Fanny Hill is a 1964 American – West German historical comedy film directed by Russ Meyer and starring Letícia Román, Miriam Hopkins and Ulli Lommel. Filmed at the Spandau Studios in Berlin, the film is an adaptation of the 1748 John Cleland novel of the same name.

Plot
Young, pretty and innocent Fanny Hill has lost her parents and must find her way in life amidst the perils of turbulent 18th-century London. She is lucky enough to quickly find a place as a waitress for the effusive Mrs. Brown. Mrs. Brown lives in a big house full of women in negligees and with very relaxed manners. She also insists that Fanny meet various gentlemen who show a fervent interest in Fanny.

Cast
 Letícia Román as Fanny Hill
 Miriam Hopkins as Mrs. Brown
 Ulli Lommel as Charles
 Chris Howland as Mr. Norbert
 Helmut Weiss as Mr. Dinklespieler
 Karin Evans as Martha  
 Alexander D'Arcy as Admiral  
 Christiane Schmidtmer as Fiona

Production
Russ Meyer was hired to make the film by Albert Zugsmith, the first time he had directed for a producer who was not himself. According to Roger Ebert, Meyer "found Zugsmith difficult to work with, the German backers of the film unreliable, and the shooting conditions all but impossible."

----

Request A = In the Fanny Hill article, where was the film shot?
Request B = Carry on the Fanny Hill article after its last sentence.
The listing has no part in this work.

Record extracts =

----

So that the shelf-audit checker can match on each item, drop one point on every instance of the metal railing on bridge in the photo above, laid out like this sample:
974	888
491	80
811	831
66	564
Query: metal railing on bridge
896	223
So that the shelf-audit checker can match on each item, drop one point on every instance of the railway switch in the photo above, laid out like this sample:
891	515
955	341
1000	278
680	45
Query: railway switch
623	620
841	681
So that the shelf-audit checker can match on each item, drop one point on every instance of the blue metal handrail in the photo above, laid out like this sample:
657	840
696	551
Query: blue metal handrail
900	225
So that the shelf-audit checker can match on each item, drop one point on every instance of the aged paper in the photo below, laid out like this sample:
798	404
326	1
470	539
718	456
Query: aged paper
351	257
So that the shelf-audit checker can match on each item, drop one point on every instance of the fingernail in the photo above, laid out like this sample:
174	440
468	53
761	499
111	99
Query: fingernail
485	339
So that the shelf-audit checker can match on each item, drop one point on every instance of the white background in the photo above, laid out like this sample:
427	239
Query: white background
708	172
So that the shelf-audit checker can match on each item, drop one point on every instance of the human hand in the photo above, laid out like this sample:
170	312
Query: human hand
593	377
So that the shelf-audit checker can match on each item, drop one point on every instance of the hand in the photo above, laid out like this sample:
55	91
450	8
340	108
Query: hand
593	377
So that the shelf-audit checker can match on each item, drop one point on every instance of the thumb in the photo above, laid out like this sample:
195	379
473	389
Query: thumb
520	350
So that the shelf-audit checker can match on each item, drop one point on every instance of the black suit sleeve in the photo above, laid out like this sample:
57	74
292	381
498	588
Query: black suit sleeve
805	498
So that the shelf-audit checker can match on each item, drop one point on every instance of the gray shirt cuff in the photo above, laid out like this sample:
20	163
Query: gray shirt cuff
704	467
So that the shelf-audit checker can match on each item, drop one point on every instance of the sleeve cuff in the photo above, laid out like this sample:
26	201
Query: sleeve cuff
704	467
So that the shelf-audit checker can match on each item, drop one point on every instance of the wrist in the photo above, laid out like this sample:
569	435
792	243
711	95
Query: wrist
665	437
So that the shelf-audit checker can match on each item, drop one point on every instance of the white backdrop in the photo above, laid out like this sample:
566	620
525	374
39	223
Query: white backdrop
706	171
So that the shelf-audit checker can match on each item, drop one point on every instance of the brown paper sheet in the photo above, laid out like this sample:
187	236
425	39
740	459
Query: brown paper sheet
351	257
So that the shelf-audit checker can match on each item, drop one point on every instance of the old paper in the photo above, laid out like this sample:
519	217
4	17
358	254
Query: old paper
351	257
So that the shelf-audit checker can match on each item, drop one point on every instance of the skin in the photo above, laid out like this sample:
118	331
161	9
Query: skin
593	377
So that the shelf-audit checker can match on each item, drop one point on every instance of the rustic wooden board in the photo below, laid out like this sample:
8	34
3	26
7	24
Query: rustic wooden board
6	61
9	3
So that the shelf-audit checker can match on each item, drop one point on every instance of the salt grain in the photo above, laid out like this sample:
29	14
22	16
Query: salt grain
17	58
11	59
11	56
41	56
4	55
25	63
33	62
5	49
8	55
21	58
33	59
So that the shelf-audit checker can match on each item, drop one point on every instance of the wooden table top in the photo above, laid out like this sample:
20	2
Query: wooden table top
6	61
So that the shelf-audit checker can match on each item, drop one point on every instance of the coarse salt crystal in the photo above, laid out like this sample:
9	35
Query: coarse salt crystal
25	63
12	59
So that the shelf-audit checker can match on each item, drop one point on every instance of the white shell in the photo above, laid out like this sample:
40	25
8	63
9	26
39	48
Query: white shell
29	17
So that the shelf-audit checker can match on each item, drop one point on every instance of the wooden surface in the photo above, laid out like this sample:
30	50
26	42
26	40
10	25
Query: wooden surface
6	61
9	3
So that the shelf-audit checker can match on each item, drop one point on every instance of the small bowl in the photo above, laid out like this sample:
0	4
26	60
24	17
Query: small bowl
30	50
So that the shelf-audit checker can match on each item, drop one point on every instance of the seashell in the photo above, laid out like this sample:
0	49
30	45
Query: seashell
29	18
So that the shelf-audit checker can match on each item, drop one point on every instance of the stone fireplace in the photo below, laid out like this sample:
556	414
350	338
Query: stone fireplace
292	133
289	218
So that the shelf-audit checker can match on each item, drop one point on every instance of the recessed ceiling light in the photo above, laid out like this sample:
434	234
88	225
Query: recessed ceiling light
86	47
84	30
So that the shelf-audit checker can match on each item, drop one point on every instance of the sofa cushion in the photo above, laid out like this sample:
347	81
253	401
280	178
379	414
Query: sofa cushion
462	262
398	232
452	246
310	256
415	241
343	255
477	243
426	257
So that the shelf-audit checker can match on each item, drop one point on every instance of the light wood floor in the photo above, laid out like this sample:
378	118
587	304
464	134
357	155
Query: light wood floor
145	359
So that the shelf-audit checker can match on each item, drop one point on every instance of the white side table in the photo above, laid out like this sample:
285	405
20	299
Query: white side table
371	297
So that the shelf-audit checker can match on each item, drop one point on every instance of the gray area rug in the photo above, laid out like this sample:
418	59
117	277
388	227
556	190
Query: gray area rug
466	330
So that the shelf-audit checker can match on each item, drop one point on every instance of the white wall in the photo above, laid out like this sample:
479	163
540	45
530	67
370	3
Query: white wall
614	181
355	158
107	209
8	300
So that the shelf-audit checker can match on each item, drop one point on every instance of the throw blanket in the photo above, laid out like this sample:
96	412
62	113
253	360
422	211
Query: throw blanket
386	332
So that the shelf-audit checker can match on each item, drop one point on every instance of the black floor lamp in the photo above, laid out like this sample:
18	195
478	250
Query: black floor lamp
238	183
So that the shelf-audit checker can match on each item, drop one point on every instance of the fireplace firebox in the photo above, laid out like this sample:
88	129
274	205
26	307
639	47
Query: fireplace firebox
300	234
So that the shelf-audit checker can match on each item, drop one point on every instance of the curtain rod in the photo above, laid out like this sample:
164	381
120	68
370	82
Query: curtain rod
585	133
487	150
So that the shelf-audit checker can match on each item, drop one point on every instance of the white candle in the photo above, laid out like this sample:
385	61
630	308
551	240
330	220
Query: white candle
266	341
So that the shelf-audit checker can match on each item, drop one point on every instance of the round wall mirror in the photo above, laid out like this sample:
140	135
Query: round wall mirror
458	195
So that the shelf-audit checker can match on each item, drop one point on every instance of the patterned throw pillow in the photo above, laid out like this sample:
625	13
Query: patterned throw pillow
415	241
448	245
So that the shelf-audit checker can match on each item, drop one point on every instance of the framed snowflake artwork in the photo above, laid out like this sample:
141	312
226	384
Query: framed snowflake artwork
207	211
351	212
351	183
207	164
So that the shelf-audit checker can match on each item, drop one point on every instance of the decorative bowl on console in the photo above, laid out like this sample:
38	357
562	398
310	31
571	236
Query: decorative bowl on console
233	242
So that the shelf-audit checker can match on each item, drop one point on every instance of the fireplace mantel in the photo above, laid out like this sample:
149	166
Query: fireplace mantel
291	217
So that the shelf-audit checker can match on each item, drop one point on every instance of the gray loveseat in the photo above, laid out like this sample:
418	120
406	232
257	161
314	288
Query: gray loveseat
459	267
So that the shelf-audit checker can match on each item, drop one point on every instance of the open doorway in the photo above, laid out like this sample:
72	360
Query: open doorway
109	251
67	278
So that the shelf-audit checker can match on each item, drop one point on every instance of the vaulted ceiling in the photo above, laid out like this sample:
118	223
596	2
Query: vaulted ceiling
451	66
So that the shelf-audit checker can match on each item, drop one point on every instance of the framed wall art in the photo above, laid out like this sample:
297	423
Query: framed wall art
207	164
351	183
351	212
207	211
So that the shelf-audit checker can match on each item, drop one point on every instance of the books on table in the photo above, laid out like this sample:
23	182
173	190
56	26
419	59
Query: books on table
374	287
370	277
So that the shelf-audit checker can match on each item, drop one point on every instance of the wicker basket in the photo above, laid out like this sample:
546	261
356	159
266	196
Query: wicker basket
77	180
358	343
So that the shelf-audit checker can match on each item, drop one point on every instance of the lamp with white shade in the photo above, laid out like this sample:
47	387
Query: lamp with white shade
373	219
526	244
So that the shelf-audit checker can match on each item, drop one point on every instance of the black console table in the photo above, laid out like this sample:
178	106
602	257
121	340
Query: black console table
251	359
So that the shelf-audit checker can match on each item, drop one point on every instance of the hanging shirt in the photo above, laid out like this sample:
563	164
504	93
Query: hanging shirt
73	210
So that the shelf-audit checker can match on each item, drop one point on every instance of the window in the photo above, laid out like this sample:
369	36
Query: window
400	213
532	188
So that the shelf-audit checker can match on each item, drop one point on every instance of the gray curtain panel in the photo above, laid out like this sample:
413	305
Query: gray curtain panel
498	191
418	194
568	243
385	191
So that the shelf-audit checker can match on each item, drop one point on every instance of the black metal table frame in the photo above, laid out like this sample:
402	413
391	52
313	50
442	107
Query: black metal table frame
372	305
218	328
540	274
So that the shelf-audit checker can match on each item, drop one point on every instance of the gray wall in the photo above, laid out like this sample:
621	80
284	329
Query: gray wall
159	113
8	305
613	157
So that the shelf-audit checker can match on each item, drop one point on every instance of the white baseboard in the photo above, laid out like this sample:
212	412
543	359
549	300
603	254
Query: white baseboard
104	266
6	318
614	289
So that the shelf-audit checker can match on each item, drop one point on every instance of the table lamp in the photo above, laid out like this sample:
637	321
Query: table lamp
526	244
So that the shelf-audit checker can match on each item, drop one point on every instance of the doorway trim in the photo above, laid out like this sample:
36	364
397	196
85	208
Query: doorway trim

----

Task response A = At the Spandau Studios in Berlin.

Task response B =
"The only thing that got me through at all," said Meyer, "was working with Miriam Hopkins, who was our star. The two of us pulled that picture through somehow. I told her once that it was remarkable how much she knew about making a picture, and she reminded me that, after all, she had once been married to Fritz Lang." (It was actually Anatole Litvak.)

While in Europe, Meyer made Europe in the Raw immediately afterwards.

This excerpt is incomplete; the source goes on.